*** Opening of Text shown ***
Zoning, Premise Registration and Tattoo Number Scheme Key Identified as Key to Traceability

CANADA - Farm-Scape: Episode 1681. Farm-Scape is a Wonderworks Canada production and is distributed courtesy of Manitoba Pork Council and Sask Pork.
calendar icon 31 December 2004
clock icon 3 minute read

Farm-Scape, Episode 1681

The Chair of the National Hog Identification and Traceability System Working Committee says considerable ground needs to be covered to prepare a national livestock traceability system.

The draft report from a series of pilot studies designed to provide direction for establishing a national identification and traceability system is under review and a final report is due by the end of January.

Dennis McKerracher says a blueprint will be ready in the first half of 2005 for the Canadian Pork Council and its provincial members to review but a lot needs to get done first.

"Two of the main tasks yet to be addressed by this working committee and by the Canadian Pork Council and the provinces are a national premise registration.

We have to register all the premises where hogs are housed. To do this we will have to have a national number scheme and that will be supplied to us by the Canadian Livestock Identification Agency.

Also we will have to look at a national pig tattoo number scheme. That is something the Canadian Pork Council and the provinces will work at together.

We, as a working committee, also unanimously support the zoning project planned for West Hawk Lake. That is an initiative that has to move forward.

In the event of a break we need that surveillance there and we need a wall. We can talk about border zones as being walls.

Even with an ID and traceability system in place, those walls provide valuable insurance in case we weren't able to contain a foreign animal disease."

McKerracher says the primary role of a national identification and traceability system is containment of foreign animal disease but the exercise is important on several fronts.

He says it will also provide the assurances foreign customers are looking for that Canada has the ability to consistently supply a safe quality product.

For Farmscape.Ca, I'm Bruce Cochrane.
*** Close of Text shown ***
*** Opening of Extracted data ***
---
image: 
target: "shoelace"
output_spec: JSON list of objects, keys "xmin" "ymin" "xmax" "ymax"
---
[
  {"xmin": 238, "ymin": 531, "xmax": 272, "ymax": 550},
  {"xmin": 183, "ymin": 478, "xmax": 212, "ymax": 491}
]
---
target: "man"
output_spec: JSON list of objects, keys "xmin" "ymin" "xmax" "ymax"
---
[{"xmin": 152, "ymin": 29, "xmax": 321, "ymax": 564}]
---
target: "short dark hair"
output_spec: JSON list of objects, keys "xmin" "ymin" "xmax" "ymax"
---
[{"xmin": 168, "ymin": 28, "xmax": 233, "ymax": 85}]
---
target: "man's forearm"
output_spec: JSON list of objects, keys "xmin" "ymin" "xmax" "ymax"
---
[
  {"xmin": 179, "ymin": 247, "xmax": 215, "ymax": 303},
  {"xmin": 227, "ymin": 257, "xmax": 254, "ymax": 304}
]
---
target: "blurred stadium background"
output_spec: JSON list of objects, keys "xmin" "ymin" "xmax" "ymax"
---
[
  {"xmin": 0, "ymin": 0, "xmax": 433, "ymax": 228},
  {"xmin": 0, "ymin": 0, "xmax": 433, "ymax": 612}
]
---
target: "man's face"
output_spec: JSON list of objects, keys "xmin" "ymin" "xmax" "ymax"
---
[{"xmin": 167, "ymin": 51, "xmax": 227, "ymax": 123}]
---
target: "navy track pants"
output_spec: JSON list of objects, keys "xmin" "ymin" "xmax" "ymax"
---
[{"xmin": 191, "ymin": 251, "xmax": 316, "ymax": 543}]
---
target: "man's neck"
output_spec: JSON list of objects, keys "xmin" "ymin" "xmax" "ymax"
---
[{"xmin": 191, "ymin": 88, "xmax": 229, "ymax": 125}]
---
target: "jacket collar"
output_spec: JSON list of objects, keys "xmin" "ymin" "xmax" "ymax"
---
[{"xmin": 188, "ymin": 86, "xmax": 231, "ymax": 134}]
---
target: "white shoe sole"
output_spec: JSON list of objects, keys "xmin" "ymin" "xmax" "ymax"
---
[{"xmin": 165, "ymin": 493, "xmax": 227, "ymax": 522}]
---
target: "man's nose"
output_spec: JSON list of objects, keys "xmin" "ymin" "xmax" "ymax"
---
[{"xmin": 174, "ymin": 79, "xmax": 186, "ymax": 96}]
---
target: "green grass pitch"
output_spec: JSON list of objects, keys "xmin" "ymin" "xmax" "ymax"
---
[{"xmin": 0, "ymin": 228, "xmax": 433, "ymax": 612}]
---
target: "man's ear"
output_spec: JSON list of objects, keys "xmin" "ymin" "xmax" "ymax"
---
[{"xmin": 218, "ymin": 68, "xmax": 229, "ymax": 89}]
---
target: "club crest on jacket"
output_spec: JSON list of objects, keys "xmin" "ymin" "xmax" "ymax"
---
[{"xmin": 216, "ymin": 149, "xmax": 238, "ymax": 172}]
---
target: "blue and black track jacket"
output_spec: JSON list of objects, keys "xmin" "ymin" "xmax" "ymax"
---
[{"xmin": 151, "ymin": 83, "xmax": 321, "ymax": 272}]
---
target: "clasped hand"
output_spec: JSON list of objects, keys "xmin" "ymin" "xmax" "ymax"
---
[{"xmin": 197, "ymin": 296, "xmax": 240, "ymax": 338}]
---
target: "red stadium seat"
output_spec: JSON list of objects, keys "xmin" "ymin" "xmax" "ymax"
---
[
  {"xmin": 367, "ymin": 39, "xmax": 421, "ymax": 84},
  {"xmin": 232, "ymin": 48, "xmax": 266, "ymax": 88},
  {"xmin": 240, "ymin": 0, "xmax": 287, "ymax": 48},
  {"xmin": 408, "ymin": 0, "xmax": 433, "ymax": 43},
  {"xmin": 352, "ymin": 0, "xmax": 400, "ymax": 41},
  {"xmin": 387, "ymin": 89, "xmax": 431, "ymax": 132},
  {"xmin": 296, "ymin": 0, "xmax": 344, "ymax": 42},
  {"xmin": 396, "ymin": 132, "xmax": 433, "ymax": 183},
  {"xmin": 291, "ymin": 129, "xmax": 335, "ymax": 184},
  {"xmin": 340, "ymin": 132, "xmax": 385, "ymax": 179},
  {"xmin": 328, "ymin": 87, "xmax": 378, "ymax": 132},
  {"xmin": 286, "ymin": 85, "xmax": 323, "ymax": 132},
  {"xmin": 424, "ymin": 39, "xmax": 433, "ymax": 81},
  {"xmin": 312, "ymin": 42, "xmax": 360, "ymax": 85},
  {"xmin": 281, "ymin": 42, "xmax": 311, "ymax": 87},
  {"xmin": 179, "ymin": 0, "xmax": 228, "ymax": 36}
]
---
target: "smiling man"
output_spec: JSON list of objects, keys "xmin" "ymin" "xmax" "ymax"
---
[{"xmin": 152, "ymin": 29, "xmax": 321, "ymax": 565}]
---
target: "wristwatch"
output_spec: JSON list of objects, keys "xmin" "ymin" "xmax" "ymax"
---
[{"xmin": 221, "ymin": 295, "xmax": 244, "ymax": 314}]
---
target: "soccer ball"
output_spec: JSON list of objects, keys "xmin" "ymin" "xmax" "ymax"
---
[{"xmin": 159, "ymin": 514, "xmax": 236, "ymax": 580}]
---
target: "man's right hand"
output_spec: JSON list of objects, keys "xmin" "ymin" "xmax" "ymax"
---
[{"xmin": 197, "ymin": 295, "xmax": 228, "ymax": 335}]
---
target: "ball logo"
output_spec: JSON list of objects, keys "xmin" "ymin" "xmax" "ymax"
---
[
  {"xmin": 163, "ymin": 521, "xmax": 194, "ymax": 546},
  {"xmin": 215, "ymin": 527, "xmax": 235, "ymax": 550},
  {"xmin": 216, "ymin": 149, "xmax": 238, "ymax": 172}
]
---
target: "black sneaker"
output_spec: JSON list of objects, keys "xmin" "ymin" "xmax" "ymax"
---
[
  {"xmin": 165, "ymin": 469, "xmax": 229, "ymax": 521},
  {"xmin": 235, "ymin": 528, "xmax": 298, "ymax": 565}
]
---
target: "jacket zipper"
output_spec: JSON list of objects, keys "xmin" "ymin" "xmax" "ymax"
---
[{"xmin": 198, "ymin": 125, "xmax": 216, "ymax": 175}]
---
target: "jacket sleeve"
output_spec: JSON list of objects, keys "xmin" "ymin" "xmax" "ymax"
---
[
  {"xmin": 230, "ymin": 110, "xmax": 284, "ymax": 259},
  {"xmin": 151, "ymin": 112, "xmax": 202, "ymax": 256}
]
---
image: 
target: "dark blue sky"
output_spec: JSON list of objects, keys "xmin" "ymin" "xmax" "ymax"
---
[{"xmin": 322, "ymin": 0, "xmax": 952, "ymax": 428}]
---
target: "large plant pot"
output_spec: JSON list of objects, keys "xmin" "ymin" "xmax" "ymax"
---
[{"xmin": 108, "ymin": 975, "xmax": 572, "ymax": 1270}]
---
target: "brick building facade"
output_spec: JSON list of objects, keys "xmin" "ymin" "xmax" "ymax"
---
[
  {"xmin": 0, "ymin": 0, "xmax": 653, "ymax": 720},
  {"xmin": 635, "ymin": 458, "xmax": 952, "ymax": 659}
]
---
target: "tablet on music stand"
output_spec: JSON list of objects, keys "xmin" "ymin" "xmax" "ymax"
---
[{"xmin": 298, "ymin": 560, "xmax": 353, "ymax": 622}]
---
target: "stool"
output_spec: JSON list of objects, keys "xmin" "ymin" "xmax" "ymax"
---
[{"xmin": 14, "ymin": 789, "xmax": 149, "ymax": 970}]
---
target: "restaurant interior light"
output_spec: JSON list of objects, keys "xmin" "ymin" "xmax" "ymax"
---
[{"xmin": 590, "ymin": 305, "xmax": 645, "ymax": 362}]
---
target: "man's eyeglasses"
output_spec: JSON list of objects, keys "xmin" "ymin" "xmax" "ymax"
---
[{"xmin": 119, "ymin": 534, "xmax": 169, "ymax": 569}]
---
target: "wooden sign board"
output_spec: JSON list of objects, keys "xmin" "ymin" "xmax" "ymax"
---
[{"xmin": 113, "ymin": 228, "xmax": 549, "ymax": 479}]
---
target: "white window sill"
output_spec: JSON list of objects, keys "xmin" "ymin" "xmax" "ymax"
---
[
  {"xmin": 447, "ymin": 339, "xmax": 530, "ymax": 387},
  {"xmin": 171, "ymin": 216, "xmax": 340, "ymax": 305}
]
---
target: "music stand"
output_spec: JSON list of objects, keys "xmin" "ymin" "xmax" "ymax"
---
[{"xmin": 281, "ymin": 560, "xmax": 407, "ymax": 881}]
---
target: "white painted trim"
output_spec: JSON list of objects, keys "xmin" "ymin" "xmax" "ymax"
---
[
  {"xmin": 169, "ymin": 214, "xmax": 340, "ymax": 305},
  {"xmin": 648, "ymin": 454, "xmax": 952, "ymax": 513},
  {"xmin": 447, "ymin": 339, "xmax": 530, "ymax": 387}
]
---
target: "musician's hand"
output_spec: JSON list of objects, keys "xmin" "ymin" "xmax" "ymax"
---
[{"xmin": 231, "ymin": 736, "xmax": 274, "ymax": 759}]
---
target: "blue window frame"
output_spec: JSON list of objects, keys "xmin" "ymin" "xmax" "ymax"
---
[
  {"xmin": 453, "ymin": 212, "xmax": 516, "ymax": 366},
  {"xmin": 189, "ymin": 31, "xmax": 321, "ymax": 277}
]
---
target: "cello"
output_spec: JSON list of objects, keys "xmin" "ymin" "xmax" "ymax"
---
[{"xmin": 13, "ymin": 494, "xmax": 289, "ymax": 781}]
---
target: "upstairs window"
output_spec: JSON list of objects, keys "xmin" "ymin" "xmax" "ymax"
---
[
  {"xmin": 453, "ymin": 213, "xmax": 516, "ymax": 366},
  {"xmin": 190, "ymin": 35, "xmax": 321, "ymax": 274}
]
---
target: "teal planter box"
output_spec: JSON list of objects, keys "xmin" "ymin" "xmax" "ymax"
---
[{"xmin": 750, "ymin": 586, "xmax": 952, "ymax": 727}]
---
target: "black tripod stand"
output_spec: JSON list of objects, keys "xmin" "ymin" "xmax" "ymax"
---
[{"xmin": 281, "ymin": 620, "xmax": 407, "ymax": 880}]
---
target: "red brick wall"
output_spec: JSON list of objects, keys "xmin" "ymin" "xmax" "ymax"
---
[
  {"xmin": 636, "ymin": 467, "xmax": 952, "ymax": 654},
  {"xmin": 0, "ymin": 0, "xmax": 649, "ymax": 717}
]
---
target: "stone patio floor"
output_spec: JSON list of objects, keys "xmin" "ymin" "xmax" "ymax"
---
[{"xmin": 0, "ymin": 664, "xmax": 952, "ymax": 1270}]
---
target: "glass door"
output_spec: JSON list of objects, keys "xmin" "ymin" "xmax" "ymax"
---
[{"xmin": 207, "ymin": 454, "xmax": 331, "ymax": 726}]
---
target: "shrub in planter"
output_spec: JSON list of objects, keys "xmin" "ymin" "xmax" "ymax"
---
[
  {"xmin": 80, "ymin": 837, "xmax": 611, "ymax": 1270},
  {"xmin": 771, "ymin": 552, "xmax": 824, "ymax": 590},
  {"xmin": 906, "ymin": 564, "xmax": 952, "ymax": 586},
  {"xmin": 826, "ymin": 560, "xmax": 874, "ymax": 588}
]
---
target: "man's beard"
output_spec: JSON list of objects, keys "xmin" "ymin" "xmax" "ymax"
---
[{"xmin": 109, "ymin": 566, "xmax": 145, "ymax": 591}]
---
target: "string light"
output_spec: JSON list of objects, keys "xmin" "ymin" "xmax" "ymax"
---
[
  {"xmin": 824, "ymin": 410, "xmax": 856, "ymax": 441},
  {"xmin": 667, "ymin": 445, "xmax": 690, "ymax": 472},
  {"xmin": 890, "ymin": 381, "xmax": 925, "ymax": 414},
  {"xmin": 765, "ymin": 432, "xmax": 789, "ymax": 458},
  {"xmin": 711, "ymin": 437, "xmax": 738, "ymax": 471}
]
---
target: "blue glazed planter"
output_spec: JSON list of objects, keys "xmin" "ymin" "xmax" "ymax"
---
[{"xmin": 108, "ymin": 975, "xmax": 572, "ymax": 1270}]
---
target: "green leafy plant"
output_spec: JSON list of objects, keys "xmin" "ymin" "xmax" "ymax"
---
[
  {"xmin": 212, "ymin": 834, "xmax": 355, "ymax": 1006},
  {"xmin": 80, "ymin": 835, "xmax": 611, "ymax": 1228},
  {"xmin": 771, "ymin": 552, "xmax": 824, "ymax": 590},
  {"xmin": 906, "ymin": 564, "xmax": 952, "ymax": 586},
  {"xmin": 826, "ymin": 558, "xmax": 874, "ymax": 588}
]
*** Close of Extracted data ***
=== Task brief ===
Please reproduce the hog traceability report above in full, word for word.

=== Response to the exercise ===
Zoning, Premise Registration and Tattoo Number Scheme Key Identified as Key to Traceability

CANADA - Farm-Scape: Episode 1681. Farm-Scape is a Wonderworks Canada production and is distributed courtesy of Manitoba Pork Council and Sask Pork.
calendar icon 31 December 2004
clock icon 3 minute read

Farm-Scape, Episode 1681

The Chair of the National Hog Identification and Traceability System Working Committee says considerable ground needs to be covered to prepare a national livestock traceability system.

The draft report from a series of pilot studies designed to provide direction for establishing a national identification and traceability system is under review and a final report is due by the end of January.

Dennis McKerracher says a blueprint will be ready in the first half of 2005 for the Canadian Pork Council and its provincial members to review but a lot needs to get done first.

"Two of the main tasks yet to be addressed by this working committee and by the Canadian Pork Council and the provinces are a national premise registration.

We have to register all the premises where hogs are housed. To do this we will have to have a national number scheme and that will be supplied to us by the Canadian Livestock Identification Agency.

Also we will have to look at a national pig tattoo number scheme. That is something the Canadian Pork Council and the provinces will work at together.

We, as a working committee, also unanimously support the zoning project planned for West Hawk Lake. That is an initiative that has to move forward.

In the event of a break we need that surveillance there and we need a wall. We can talk about border zones as being walls.

Even with an ID and traceability system in place, those walls provide valuable insurance in case we weren't able to contain a foreign animal disease."

McKerracher says the primary role of a national identification and traceability system is containment of foreign animal disease but the exercise is important on several fronts.

He says it will also provide the assurances foreign customers are looking for that Canada has the ability to consistently supply a safe quality product.

For Farmscape.Ca, I'm Bruce Cochrane.